EXERCISE TASK:
Type every record exactly as it appears.
[RECORDS FOR THE EXERCISE start]
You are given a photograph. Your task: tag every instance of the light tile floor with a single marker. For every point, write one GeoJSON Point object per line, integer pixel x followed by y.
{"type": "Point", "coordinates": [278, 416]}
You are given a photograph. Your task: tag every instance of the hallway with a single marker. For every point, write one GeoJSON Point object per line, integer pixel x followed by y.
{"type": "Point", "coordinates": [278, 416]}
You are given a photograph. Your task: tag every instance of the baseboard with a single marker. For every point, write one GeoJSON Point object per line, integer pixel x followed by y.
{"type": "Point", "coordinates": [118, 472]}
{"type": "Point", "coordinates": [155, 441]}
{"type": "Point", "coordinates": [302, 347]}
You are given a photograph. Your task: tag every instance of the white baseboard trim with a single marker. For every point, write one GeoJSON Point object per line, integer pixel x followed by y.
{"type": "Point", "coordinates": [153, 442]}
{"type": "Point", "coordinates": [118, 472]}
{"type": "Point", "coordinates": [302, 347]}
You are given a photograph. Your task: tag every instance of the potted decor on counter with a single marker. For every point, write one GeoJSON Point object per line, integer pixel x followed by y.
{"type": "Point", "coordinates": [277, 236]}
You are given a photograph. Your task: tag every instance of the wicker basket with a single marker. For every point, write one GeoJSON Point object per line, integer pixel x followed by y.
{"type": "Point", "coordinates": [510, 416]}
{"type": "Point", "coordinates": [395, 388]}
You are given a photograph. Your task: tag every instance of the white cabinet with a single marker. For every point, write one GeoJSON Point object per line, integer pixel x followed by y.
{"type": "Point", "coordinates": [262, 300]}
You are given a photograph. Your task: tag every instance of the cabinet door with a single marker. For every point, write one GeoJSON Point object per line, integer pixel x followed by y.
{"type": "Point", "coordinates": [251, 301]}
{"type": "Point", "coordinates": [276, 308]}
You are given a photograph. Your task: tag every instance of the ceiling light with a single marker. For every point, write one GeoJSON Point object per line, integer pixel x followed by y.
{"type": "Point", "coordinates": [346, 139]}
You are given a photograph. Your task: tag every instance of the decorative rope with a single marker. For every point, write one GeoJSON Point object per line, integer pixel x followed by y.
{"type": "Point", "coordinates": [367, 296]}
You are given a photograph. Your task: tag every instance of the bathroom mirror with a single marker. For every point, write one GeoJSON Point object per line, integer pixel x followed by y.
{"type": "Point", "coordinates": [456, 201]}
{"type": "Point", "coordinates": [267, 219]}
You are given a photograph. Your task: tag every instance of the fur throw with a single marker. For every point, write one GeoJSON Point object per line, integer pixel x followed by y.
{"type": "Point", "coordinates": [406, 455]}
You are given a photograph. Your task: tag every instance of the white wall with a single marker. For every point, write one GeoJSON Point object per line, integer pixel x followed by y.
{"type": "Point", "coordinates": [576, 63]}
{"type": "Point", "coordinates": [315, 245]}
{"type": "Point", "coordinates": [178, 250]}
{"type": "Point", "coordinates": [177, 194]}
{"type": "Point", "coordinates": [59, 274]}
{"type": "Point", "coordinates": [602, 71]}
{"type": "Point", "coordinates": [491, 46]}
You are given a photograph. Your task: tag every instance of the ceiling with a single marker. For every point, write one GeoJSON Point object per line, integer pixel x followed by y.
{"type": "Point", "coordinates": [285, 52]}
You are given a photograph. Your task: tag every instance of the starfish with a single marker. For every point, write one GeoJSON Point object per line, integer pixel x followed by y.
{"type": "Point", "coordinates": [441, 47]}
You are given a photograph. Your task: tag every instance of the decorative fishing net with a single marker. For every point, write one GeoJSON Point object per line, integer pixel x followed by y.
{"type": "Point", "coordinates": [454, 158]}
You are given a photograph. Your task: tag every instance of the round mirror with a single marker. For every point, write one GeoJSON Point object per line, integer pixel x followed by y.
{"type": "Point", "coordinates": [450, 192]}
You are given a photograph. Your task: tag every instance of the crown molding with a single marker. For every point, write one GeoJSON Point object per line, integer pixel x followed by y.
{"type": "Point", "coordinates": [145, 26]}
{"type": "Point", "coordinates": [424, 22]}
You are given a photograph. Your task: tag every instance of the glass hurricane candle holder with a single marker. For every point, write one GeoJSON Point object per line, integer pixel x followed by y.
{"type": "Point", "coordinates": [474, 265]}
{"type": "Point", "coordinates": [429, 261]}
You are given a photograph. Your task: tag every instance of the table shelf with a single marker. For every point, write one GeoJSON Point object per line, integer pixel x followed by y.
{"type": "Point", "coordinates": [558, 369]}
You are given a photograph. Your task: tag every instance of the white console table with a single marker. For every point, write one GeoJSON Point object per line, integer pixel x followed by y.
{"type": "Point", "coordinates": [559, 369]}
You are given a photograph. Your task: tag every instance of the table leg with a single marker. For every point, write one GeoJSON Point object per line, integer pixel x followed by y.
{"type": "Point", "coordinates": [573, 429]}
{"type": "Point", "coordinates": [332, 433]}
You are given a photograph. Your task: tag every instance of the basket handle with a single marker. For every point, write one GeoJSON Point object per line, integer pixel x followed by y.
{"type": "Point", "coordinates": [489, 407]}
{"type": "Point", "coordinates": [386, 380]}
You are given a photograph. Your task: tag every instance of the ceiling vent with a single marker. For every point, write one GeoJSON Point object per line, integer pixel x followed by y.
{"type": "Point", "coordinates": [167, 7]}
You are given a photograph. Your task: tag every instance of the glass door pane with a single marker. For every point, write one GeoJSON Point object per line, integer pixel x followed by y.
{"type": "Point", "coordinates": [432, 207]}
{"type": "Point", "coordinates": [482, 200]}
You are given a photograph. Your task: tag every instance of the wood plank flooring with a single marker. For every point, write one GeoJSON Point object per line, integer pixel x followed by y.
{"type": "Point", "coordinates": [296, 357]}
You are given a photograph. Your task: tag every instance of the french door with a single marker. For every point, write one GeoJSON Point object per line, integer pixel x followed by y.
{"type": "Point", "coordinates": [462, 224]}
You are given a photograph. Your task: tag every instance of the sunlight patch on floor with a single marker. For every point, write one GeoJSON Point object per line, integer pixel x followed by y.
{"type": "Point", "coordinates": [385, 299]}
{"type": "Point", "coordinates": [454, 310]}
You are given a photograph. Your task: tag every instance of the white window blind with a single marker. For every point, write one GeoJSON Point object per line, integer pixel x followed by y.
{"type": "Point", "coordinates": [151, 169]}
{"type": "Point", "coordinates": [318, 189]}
[RECORDS FOR THE EXERCISE end]
OUTPUT FOR THIS EXERCISE:
You are given a photograph. Your task: tag every instance of the light tile floor with a single marker. For every point, write one GeoJSON Point object per line, integer pixel x followed by y.
{"type": "Point", "coordinates": [278, 416]}
You are given a photograph. Your task: tag every instance of the hallway with a single marker. For every point, write one GeoJSON Point object per line, integer pixel x followed by y.
{"type": "Point", "coordinates": [278, 416]}
You are given a photograph. Your task: tag every instance of the baseboard with a single marker. For every point, write one GeoJSON Point object per line, integer pixel x followed by y.
{"type": "Point", "coordinates": [118, 472]}
{"type": "Point", "coordinates": [155, 441]}
{"type": "Point", "coordinates": [302, 347]}
You are given a photograph. Your task: tag every instance of the white baseboard trim with a single marker. For every point, write one GeoJSON Point object per line, integer pixel x followed by y.
{"type": "Point", "coordinates": [153, 442]}
{"type": "Point", "coordinates": [118, 472]}
{"type": "Point", "coordinates": [302, 347]}
You are given a photograph. Your task: tag every instance of the potted decor on counter with a single marker. For every point, write one GeoJSON Point object per line, integer pixel x followed by y.
{"type": "Point", "coordinates": [277, 236]}
You are given a photograph. Your task: tag every instance of the wicker basket with a single marker. For every point, write one GeoJSON Point object per line, integer pixel x followed by y.
{"type": "Point", "coordinates": [510, 416]}
{"type": "Point", "coordinates": [395, 388]}
You are given a photograph. Your task: tag every instance of the white cabinet with a single marker. For every point, write one GeoJSON Point object per line, integer pixel x followed by y.
{"type": "Point", "coordinates": [262, 300]}
You are given a photograph. Your task: tag every instance of the cabinet door with a single marker. For every point, write one GeoJSON Point object per line, integer pixel x followed by y.
{"type": "Point", "coordinates": [251, 301]}
{"type": "Point", "coordinates": [276, 308]}
You are given a photograph. Your task: tag every instance of the ceiling light with a single marker. For every point, write one GeoJSON Point object per line, integer pixel x followed by y.
{"type": "Point", "coordinates": [346, 139]}
You are given a photograph. Your task: tag every instance of the decorative rope with a single marker. For every point, write one GeoJSON Point object per line, integer pixel x followed by y.
{"type": "Point", "coordinates": [367, 296]}
You are given a photograph. Your task: tag every instance of the bathroom mirror with a single marker. For every point, write one GeoJSON Point object per line, integer pixel x followed by y.
{"type": "Point", "coordinates": [456, 201]}
{"type": "Point", "coordinates": [267, 219]}
You are given a photograph. Your task: tag every instance of the fur throw with a single marker. For every point, write one GeoJSON Point object per line, integer pixel x followed by y.
{"type": "Point", "coordinates": [406, 455]}
You are given a photograph. Your task: tag every instance of the white wall with a single marker. For every point, write one GeoJSON Point object per line, integer pixel x followed by y.
{"type": "Point", "coordinates": [576, 63]}
{"type": "Point", "coordinates": [315, 245]}
{"type": "Point", "coordinates": [178, 250]}
{"type": "Point", "coordinates": [177, 194]}
{"type": "Point", "coordinates": [59, 274]}
{"type": "Point", "coordinates": [602, 71]}
{"type": "Point", "coordinates": [491, 46]}
You are given a photograph. Your task: tag every instance of the ceiling with a single marker. For every point, write one GeoJSON Point object per line, integer pixel x followed by y.
{"type": "Point", "coordinates": [285, 52]}
You are given a photograph. Your task: tag every instance of the starfish with a single marker. For every point, write one GeoJSON Point object per line, integer pixel x followed by y.
{"type": "Point", "coordinates": [441, 47]}
You are given a photograph. Your task: tag every instance of the decorative fishing net with a single marker. For every point, write one GeoJSON Point object per line, integer pixel x followed by y.
{"type": "Point", "coordinates": [454, 158]}
You are given a photograph. Your task: tag every instance of the round mirror with a single marker. For every point, write one GeoJSON Point object per line, integer pixel x followed by y.
{"type": "Point", "coordinates": [450, 192]}
You are given a photograph. Your task: tag every instance of the crown molding with a single marker. For every point, write one GeoJSON Point object per line, integer pixel x followed by y.
{"type": "Point", "coordinates": [145, 26]}
{"type": "Point", "coordinates": [424, 22]}
You are given a photograph. Your task: tag every instance of the glass hurricane candle holder with a single marker. For every point, write one GeoJSON Point object per line, integer pixel x followed by y.
{"type": "Point", "coordinates": [474, 265]}
{"type": "Point", "coordinates": [429, 261]}
You are given a photograph. Your task: tag every instance of the table shelf with a single marker. For every point, write one GeoJSON Point object per line, integer pixel x followed by y.
{"type": "Point", "coordinates": [558, 369]}
You are given a photograph. Your task: tag every instance of the white console table with a single marker. For every point, write one GeoJSON Point object per line, integer pixel x followed by y.
{"type": "Point", "coordinates": [559, 369]}
You are given a photograph. Your task: tag every instance of the table leg with a single marker. For every point, write one GeoJSON Point object per line, integer pixel x followed by y.
{"type": "Point", "coordinates": [573, 429]}
{"type": "Point", "coordinates": [332, 433]}
You are given a photograph. Your task: tag every instance of the basket handle with a single marker. For every point, write one GeoJSON Point object per line, integer pixel x followed by y.
{"type": "Point", "coordinates": [489, 407]}
{"type": "Point", "coordinates": [386, 380]}
You are given a photograph. Your task: tag every instance of the ceiling vent with a single marker. For every point, write one GeoJSON Point object per line, integer pixel x followed by y.
{"type": "Point", "coordinates": [167, 7]}
You are given a photograph. Your task: tag every instance of the glass door pane with a single marker. For every point, write one GeoJSON Point object per line, integer pixel x followed by y.
{"type": "Point", "coordinates": [432, 207]}
{"type": "Point", "coordinates": [482, 200]}
You are given a photograph. Your task: tag every instance of the wood plank flooring with a single marker. For every point, write one GeoJSON Point object per line, integer pixel x followed by y.
{"type": "Point", "coordinates": [296, 357]}
You are given a photograph. Your task: tag every instance of the french door with a single marker. For every point, write one GeoJSON Point object per line, integer pixel x followed by y.
{"type": "Point", "coordinates": [462, 224]}
You are given a photograph. Your task: tag every instance of the sunlight patch on floor with a single marker. For every point, write one GeoJSON Point object per line, integer pixel x followed by y.
{"type": "Point", "coordinates": [385, 299]}
{"type": "Point", "coordinates": [454, 310]}
You are given a photograph. Your task: tag every instance of the white window blind with a single marker. For every point, write one GeoJSON Point object per line, integer pixel x followed by y.
{"type": "Point", "coordinates": [151, 169]}
{"type": "Point", "coordinates": [318, 189]}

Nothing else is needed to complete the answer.